* _Exercise instructions_
Answer these questions using the forum thread about the Apple logo in Microsoft Word.
(a) What appears when Deep Blue clicks the Apple logo in Word's "Insert Symbols" list?
(b) Which three fonts does Deep Blue report trying?
(c) Which font does chas_m suggest trying?

* _Article_
****************************************
# Apple Logo Stymied in MS Word



## Deep Blue (Sep 16, 2005)

I thought this was funny so I'll share it.

I have Word For Mac on my computer and tried to insert Apple's apple logo into my document.

It is contained in Word's list of "Insert Symbols" but whenever I click on it all I get is an empty rectangle. The Apple logo refuses to appear.

That's so funny. Microsoft appears to have sabotaged it...


----------



## Gerbill (Jul 1, 2003)

Deep Blue said:


> I thought this was funny so I'll share it.
> 
> I have Word For Mac on my computer and tried to insert Apple's apple logo into my document.
> 
> ...


Must be some setting unique to your Mac - the Apple symbol gets inserted OK for me.


----------



## phuviano (Sep 14, 2005)

haha.. good find. I just tried this out, and it seems to show up fine on my mac as well.


----------



## zarquon (May 24, 2005)

Deep Blue said:


> I thought this was funny so I'll share it.
> 
> I have Word For Mac on my computer and tried to insert Apple's apple logo into my document.
> 
> ...


try a different font. When the symbol isn't available in a font, the system puts the rectangle in to hold the place.

Z.


----------



## Deep Blue (Sep 16, 2005)

I tried Times New Roman, Courier and Arial fonts. All the same. Also tried it on my Mac Mini. Same result.

Strange...I should also add that now I've found a bunch of other symbols that refuse to insert themselves too. No idea...

Still, in the royal tradition of Apple, it was nice to briefly believe in my own private Dark Side conspiracy...


----------



## Guest (Mar 15, 2008)

Try Helvetica.


----------



## chas_m (Dec 2, 2007)

Times New Roman = a PC font
Courier = a PC font
Arial = a PC font

Do you detect my theme yet?

Try Geneva.


----------



## Deep Blue (Sep 16, 2005)
****************************************
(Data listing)
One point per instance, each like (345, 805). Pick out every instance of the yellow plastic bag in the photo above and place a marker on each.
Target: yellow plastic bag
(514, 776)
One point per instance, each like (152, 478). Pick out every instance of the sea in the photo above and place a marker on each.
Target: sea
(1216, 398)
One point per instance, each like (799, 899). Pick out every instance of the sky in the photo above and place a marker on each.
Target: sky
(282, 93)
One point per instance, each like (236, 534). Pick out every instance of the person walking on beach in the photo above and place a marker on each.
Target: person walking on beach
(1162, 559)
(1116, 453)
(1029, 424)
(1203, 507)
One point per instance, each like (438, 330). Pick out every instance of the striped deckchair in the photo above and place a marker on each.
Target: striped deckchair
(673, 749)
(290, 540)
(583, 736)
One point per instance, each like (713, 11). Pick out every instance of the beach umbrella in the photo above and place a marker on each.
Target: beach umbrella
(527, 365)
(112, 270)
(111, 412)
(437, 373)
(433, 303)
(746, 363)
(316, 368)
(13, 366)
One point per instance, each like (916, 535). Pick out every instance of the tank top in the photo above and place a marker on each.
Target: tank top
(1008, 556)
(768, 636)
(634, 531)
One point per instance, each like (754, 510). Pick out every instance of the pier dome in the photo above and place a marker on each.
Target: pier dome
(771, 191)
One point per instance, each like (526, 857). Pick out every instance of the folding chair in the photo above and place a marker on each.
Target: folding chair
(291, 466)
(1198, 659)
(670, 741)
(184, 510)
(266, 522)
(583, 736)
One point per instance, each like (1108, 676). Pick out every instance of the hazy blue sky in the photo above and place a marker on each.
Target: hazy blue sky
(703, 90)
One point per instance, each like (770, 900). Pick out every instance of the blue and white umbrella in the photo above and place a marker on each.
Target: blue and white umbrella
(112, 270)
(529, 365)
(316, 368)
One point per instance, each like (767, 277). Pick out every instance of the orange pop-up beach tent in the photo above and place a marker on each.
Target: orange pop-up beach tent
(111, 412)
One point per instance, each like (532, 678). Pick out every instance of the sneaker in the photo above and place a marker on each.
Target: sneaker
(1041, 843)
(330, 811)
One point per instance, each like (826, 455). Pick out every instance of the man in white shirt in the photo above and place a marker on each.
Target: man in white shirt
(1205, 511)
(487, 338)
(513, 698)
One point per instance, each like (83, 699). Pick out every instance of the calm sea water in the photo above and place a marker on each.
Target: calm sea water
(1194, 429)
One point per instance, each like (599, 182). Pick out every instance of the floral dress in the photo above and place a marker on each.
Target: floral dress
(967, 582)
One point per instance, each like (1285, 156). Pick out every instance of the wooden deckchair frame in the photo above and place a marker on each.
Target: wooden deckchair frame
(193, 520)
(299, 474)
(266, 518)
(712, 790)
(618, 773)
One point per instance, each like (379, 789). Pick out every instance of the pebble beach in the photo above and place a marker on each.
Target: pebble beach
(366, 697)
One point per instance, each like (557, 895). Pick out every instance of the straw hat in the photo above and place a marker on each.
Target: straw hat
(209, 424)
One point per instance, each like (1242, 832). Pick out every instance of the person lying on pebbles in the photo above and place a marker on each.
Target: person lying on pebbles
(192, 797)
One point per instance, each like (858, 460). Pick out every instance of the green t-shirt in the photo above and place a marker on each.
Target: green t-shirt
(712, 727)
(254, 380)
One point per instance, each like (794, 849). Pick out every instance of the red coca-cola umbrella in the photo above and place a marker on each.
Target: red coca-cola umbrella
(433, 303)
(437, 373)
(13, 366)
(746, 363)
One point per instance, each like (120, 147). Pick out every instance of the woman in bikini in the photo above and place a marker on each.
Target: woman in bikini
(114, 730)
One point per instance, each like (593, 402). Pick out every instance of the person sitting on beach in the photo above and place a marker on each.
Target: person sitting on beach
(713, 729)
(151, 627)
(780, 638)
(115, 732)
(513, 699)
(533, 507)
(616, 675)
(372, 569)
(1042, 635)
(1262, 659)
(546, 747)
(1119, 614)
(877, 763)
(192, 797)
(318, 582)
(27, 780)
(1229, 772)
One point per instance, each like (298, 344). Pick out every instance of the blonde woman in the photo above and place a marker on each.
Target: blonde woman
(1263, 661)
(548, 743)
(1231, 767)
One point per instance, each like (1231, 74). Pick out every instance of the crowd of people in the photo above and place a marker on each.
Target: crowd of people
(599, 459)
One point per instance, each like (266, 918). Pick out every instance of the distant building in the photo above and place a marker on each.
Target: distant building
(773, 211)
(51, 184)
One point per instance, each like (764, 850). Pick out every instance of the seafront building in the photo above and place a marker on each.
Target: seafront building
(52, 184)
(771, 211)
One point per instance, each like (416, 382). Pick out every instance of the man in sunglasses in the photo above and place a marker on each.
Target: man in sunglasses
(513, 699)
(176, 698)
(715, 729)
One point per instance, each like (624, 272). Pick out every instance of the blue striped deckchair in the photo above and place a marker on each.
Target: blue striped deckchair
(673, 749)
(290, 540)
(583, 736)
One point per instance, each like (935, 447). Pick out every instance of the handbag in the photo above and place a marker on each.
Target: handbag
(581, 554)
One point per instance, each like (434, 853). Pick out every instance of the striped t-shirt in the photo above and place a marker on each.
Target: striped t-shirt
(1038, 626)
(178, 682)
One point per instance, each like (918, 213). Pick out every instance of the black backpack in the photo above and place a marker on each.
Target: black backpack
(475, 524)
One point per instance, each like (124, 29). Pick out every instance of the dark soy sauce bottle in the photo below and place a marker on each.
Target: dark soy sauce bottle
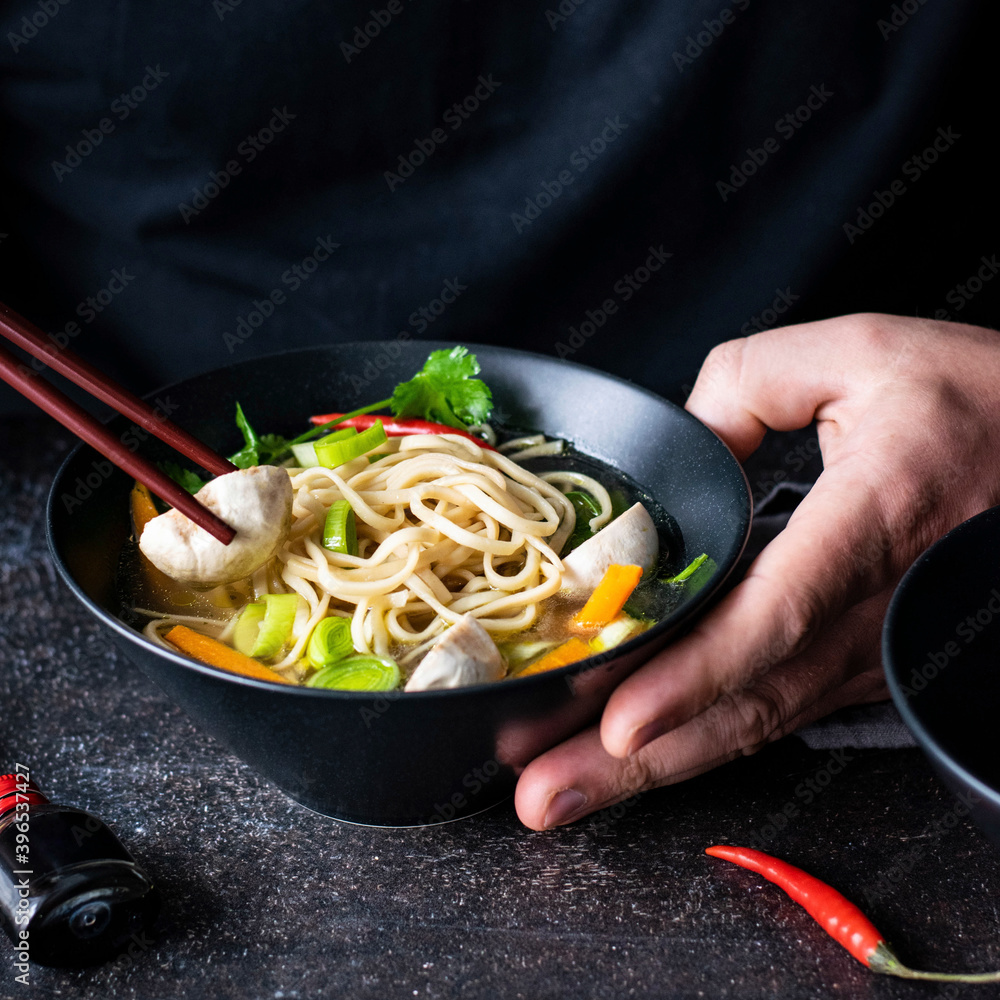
(70, 885)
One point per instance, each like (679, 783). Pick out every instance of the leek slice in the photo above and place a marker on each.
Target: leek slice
(358, 673)
(586, 508)
(342, 446)
(614, 633)
(276, 628)
(339, 531)
(330, 642)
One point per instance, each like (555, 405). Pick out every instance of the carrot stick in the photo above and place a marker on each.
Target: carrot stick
(143, 508)
(218, 654)
(569, 652)
(609, 596)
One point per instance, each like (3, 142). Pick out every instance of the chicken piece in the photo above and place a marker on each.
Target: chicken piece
(630, 539)
(465, 654)
(256, 502)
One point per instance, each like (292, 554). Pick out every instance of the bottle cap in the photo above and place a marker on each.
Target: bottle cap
(19, 790)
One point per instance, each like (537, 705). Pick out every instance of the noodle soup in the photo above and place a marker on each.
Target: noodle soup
(447, 532)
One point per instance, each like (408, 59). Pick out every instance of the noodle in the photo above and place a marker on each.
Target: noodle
(445, 528)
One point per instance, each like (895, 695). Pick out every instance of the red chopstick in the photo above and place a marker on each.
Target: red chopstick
(89, 429)
(24, 334)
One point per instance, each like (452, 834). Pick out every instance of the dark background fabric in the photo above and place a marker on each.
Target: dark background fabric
(683, 115)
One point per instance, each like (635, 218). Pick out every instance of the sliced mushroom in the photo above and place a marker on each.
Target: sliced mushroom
(256, 502)
(630, 539)
(465, 654)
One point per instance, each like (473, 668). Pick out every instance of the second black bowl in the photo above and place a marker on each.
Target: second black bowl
(941, 649)
(430, 756)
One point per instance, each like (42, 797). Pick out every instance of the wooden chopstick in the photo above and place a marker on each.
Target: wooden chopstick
(94, 433)
(24, 334)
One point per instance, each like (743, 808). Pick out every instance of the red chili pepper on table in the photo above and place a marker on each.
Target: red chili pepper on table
(396, 427)
(838, 916)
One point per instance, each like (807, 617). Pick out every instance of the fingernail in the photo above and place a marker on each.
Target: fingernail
(646, 734)
(564, 806)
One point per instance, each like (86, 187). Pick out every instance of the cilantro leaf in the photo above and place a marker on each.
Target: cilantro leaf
(249, 454)
(273, 448)
(445, 391)
(189, 480)
(258, 449)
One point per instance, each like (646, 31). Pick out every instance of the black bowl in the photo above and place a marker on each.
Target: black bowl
(941, 649)
(427, 757)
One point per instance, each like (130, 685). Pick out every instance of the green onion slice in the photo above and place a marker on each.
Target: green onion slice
(330, 642)
(276, 628)
(358, 673)
(339, 531)
(343, 446)
(305, 455)
(688, 570)
(248, 627)
(586, 508)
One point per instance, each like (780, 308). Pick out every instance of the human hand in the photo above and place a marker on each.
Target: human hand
(907, 412)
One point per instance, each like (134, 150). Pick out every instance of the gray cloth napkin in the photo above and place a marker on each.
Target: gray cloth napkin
(865, 726)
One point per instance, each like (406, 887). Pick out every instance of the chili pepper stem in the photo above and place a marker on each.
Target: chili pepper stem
(884, 961)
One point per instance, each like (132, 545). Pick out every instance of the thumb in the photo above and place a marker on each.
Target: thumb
(781, 378)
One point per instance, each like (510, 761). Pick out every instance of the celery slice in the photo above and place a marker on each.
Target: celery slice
(276, 628)
(339, 531)
(330, 642)
(341, 446)
(358, 673)
(247, 628)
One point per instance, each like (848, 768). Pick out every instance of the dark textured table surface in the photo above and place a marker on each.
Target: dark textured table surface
(267, 900)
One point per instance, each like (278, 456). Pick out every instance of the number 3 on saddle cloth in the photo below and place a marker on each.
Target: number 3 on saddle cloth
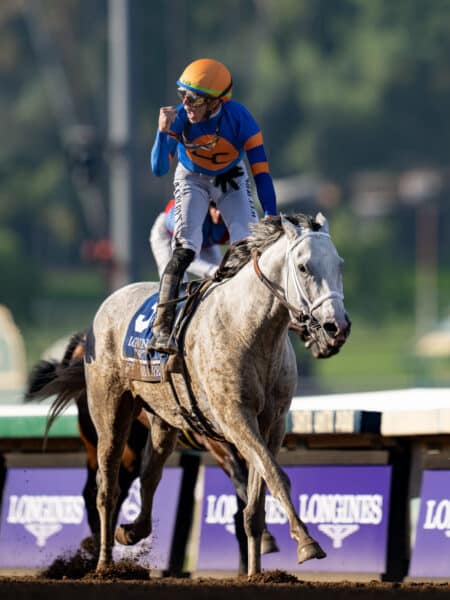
(140, 362)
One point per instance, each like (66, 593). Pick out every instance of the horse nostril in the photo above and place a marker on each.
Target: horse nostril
(331, 329)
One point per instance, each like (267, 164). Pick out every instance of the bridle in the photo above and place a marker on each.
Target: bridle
(296, 314)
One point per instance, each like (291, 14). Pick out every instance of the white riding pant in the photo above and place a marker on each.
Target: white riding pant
(194, 192)
(204, 265)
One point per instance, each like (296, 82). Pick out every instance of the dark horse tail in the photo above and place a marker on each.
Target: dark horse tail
(64, 379)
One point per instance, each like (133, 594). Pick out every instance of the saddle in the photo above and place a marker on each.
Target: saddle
(144, 364)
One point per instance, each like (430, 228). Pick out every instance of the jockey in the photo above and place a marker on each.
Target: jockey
(210, 133)
(214, 234)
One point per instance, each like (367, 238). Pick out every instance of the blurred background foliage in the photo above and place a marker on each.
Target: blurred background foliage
(352, 93)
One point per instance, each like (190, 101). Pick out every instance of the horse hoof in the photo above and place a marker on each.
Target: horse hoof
(128, 534)
(268, 544)
(308, 551)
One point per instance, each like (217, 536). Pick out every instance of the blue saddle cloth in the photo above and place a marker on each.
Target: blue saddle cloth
(145, 363)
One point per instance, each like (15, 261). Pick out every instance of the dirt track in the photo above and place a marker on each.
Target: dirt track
(267, 586)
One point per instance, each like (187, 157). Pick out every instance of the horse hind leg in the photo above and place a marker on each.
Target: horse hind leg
(113, 423)
(161, 442)
(251, 445)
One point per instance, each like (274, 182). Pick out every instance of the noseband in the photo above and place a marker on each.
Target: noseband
(296, 313)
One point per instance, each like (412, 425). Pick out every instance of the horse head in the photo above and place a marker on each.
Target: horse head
(313, 285)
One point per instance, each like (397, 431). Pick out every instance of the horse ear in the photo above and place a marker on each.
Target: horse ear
(292, 232)
(321, 219)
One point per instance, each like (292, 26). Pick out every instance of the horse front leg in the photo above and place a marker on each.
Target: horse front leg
(160, 444)
(250, 444)
(254, 520)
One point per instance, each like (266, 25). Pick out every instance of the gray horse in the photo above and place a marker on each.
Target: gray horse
(240, 371)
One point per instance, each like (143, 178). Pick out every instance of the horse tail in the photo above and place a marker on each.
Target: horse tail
(65, 380)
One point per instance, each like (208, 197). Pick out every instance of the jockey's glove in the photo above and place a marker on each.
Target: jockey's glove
(229, 178)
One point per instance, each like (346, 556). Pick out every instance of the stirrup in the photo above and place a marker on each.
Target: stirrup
(163, 342)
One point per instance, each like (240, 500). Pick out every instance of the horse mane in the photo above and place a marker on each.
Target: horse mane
(264, 233)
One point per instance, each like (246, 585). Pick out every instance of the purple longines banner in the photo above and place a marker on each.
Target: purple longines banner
(430, 556)
(344, 507)
(43, 517)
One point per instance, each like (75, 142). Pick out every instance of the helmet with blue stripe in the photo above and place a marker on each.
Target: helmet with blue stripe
(207, 77)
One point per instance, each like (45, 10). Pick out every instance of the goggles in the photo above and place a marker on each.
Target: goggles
(191, 98)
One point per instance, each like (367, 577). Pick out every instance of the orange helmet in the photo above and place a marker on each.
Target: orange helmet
(207, 77)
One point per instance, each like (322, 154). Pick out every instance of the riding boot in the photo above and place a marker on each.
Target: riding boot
(162, 339)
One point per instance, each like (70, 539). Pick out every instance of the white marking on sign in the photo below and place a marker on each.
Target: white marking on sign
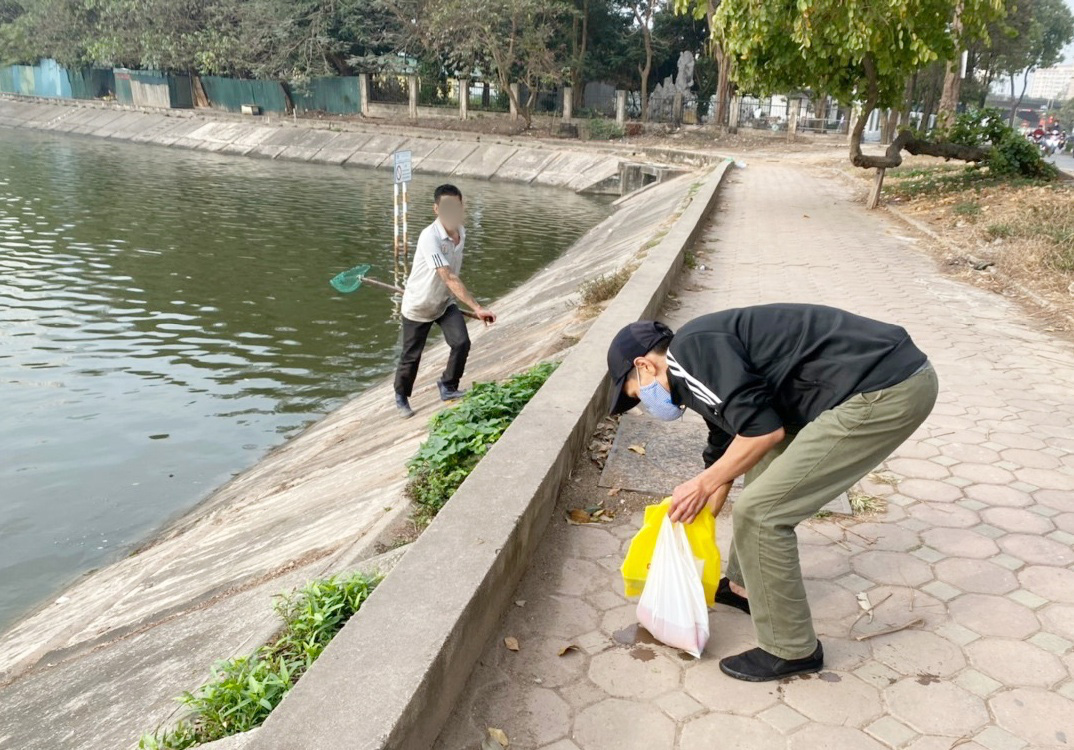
(401, 162)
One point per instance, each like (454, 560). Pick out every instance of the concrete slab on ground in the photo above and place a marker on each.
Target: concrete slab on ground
(448, 155)
(375, 150)
(485, 160)
(340, 149)
(975, 539)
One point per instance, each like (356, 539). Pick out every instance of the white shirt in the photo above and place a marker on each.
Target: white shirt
(426, 297)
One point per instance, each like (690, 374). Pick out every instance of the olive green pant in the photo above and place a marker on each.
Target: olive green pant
(796, 479)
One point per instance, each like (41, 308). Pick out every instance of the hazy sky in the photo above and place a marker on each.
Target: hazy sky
(1069, 57)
****************************************
* _Right answer_
(a) An empty rectangle.
(b) Times New Roman, Courier and Arial.
(c) Geneva.